[SUPPLIED TEXT]:
Welcome to my blog, which speaks to parents, professionals who work with children, and policy makers. I aim to show how contemporary developmental science points us on a path to effective prevention, intervention, and treatment, with the aim of promoting healthy development and wellbeing of all children and families.

Thursday, September 5, 2013

Gym as treatment for ADHD?

An article in the current issue of the Journal of the American Academy of Child and Adolescent Psychiatry about the role of exercise in treatment of ADHD gives me hope that there is some movement in the direction of non-pharmacological treatment of problems of regulation of emotion, behavior, and attention. ( I do not use the term "ADHD" for as readers of my blog know, I believe that ADHD as defined by DSM is an oversimplified, artificial construct.)

However, the accompanying editorial entitled "Gym for the Attention Deficit/ Hyperactivity Disorder Brain?" gives me concern that this idea represents yet another oversimplification. The editorial calls for "empiric support" from "well- designed studies." Our culture has a love of "evidence-based medicine."  I hope that before embarking on these studies, there is consideration given to what a colleague referred to as "medicine-based evidence," or research based on what we have learned from both clinical experience as well as other disciplines.

Primarily what we have learned is that its not just "exercise" or "gym," but a very specific use of the body to help the brain with the task of self-regulation. In fact, for a child who is overwhelmed by sensory input and easily dysregulated, as many of the children carrying the "ADHD" label are, traditional "gym" may be a disorganizing experience.  I described this concept in detail in a previous post, Emotional Regulation in Children: Using the Body to Help the Brain. It preceded my Boston.com blog so I have re-posted it below:
I recently heard a great story from a parent in my behavioral pediatrics practice. Their son was very active and had a hard time settling down to learn, and so, before an early morning tutoring session, a very resourceful teacher suggested he ride a scooter down the empty halls to the room where a group of kids with reading difficulties met. To make it fair, the teacher allowed all of the students in the group to ride scooters to class. The kids lay on their stomachs and used their arms to propel them down the long hall. Interestingly, not only this boy, but also all of the kids in the class began to do better!

[EXERCISE OBJECTIVE]:
Answer these questions from the blog post.
1. Which journal published the article on exercise in the treatment of ADHD?
2. What is the title of the editorial that accompanied that article?
3. How did the students in the reading group get down the hall to class?
Rely only on the blog post for your answers.

[EXTRACTED MATERIAL]:
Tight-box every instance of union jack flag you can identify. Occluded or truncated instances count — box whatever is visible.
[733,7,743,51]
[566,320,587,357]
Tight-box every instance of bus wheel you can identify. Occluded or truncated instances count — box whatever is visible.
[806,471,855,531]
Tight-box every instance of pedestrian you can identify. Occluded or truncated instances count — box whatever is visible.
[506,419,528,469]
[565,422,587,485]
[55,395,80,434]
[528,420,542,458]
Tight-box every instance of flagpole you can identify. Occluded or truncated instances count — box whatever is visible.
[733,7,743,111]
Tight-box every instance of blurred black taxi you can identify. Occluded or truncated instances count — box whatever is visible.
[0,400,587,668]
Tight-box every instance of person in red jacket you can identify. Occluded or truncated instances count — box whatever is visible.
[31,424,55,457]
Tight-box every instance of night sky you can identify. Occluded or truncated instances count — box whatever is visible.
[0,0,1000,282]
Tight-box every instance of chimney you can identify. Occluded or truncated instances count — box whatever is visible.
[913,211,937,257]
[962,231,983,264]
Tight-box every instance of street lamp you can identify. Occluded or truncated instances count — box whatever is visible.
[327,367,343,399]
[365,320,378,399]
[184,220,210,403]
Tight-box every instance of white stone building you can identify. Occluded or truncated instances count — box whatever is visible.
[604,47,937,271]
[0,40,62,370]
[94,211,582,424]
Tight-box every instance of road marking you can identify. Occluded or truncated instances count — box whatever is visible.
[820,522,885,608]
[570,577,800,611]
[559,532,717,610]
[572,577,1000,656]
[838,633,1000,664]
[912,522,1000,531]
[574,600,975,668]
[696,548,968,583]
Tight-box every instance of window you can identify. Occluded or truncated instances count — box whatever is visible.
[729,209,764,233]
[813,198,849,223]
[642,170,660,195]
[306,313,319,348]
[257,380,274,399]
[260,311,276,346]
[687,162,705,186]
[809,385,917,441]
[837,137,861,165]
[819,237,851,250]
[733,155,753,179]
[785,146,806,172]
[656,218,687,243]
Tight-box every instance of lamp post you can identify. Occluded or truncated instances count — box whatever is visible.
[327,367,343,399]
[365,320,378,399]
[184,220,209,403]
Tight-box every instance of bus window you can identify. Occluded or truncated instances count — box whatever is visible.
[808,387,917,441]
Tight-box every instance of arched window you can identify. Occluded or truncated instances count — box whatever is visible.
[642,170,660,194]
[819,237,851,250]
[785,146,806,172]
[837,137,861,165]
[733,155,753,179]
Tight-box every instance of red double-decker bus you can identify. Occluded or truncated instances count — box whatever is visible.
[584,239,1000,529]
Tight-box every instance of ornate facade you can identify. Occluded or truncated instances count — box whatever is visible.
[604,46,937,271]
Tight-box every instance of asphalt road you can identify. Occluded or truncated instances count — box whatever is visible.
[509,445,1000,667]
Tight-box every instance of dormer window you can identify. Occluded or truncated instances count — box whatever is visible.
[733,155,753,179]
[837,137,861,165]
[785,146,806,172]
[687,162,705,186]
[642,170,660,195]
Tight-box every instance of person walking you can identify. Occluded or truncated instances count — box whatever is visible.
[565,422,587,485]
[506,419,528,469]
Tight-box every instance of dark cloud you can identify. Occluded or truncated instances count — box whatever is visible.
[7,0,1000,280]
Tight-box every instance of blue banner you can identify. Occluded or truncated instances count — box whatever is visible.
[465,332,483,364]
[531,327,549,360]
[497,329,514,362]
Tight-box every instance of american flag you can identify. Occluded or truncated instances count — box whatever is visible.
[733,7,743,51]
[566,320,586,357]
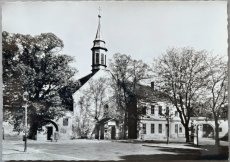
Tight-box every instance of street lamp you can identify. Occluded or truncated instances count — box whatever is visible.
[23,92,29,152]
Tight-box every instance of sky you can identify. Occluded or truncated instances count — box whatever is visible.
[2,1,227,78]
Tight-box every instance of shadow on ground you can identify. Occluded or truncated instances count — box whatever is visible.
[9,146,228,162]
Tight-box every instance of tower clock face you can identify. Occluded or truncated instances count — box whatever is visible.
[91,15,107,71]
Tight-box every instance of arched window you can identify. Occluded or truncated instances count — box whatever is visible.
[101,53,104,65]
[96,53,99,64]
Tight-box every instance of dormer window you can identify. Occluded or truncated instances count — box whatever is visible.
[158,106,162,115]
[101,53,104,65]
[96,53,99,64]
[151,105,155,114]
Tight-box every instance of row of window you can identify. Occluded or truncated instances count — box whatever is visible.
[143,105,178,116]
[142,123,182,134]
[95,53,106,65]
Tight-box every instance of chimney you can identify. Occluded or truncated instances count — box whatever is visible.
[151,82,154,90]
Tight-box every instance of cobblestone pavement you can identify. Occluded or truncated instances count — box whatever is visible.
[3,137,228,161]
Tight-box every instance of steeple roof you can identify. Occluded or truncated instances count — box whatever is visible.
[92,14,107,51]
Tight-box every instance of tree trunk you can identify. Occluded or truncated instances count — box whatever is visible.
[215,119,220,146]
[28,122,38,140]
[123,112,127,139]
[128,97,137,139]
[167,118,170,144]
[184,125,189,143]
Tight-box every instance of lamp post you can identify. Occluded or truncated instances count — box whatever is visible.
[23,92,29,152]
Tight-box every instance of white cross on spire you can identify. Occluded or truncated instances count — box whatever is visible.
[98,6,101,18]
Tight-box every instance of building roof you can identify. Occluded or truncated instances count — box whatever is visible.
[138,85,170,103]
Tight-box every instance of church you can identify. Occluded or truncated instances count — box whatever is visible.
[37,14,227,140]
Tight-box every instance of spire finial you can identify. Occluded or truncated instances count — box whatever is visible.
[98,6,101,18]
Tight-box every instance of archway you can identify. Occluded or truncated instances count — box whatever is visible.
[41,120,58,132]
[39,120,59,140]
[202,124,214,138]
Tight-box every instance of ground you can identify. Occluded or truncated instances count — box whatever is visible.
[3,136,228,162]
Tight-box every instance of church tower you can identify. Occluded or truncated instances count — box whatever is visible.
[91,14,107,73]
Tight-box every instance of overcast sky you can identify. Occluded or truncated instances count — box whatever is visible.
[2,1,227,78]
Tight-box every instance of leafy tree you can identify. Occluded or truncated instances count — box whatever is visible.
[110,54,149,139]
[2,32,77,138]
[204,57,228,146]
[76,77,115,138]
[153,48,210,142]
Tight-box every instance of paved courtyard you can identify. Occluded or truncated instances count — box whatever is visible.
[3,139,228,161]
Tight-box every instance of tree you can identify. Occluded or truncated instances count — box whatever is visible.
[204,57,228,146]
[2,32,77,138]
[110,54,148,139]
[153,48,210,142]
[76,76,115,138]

[TASK RESPONSE]:
1. The Journal of the American Academy of Child and Adolescent Psychiatry.
2. "Gym for the Attention Deficit/ Hyperactivity Disorder Brain?"
3. They rode scooters, lying on their stomachs and using their arms to propel themselves.